> _Polecenia_:
1. Z kim według tekstu o Kevinie Andersonie przegrał on finał US Open w 2017 roku?
2. Rozwiń tekst o Kevinie Andersonie, dopisując jego dalszy ciąg po ostatnim zdaniu.

> _Tekst źródłowy_:
*-*-*

Tenis: Kevin Anderson zakończył karierę
Południowoafrykański tenisista Kevin Anderson, finalista dwóch turniejów wielkoszlemowych, ogłosił zakończenie kariery. "Dałem z siebie wszystko" - napisał w mediach społecznościowych były zawodnik numer pięć światowego rankingu.
2022-05-03, 19:00
Pochodzący z Johannesburga 35-letni Anderson wygrał siedem turniejów ATP. W 2017 roku awansował do finału US Open w Nowym Jorku, ale przegrał z Hiszpanem Rafaelem Nadalem. W następnym roku uległ w finale Wimbledonu Serbowi Novakowi Djokovicowi.
Od początku 2018 roku do połowy 2019 plasował się w pierwszej dziesiątce rankingu ATP, ale później często nękały go kontuzje. Ostatni mecz rozegrał 25 marca w pierwszej rundzie turnieju w Miami, ponosząc porażkę z Argentyńczykiem Juanem Manuelem Cerundolo.

*-*-*

> _Wpisy o lokalizowaniu nazwanych obiektów_:

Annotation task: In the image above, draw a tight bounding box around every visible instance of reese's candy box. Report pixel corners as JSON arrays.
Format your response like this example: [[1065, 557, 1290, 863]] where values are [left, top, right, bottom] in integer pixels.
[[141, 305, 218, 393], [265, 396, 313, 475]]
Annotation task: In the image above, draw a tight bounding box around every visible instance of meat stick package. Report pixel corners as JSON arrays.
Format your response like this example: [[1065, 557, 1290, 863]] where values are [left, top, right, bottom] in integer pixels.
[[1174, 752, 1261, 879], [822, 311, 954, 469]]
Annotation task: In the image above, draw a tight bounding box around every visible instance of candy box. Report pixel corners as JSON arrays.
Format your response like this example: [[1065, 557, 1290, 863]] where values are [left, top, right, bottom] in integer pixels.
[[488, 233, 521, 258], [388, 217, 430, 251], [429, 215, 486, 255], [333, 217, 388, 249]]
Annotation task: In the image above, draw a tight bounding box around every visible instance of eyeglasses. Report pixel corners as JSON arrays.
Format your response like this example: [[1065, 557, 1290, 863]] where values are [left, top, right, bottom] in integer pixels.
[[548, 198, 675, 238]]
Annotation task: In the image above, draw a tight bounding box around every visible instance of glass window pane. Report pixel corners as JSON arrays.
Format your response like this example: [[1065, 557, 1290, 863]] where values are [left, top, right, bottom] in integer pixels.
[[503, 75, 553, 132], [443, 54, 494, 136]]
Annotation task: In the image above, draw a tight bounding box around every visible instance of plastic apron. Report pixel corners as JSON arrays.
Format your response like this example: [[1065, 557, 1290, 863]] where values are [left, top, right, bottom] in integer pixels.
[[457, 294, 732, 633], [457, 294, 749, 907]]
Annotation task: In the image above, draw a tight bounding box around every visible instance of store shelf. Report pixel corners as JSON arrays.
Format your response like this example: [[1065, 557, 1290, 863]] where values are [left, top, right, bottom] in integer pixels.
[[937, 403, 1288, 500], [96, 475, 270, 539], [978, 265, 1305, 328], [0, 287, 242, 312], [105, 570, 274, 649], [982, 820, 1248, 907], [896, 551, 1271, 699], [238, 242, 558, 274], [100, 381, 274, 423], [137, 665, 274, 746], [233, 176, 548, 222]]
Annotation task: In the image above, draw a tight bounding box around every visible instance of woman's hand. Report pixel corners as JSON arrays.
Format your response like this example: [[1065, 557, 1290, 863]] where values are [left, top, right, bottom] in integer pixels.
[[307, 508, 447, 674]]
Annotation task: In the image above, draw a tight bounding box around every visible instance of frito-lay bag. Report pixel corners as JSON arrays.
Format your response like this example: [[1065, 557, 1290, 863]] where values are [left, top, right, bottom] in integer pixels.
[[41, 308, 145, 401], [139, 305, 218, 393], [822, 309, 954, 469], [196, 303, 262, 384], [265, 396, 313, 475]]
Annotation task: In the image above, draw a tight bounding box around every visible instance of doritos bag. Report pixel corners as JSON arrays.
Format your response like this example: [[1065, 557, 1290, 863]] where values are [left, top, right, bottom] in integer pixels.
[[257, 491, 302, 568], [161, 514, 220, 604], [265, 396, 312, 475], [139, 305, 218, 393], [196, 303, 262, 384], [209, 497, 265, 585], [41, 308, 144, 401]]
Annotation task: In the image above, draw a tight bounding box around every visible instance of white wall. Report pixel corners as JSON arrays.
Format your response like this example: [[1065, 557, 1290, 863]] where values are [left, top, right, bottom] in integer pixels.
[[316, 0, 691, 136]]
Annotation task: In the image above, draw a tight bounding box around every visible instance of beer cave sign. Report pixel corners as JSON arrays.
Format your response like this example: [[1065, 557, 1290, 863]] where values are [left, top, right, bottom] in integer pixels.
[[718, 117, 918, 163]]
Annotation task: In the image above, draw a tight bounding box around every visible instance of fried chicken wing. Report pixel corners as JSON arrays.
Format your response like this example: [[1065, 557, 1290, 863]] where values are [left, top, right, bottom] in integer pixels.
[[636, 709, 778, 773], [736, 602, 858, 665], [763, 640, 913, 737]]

*-*-*

> _Wyniki_:
1. Z Hiszpanem Rafaelem Nadalem.

2.
- Miałem swoje wzloty i upadki, ale nie zamieniłbym tego na nic innego. Moja sportowa podróż pomogła mi stać się człowiekiem, którym dziś jestem - podsumował zdobyte na światowych kortach doświadczenie były już tenisista.
Anderson był najwyżej sklasyfikowanym w rankingu ATP zawodnikiem z Afryki od 1973 roku. Cieniem na jego karierze położyły się jednak liczne kontuzje, których doznał na przestrzeni lat.
Według oficjalnej strony ATP, Anderson zarobił na kortach ponad 17 mln dolarów.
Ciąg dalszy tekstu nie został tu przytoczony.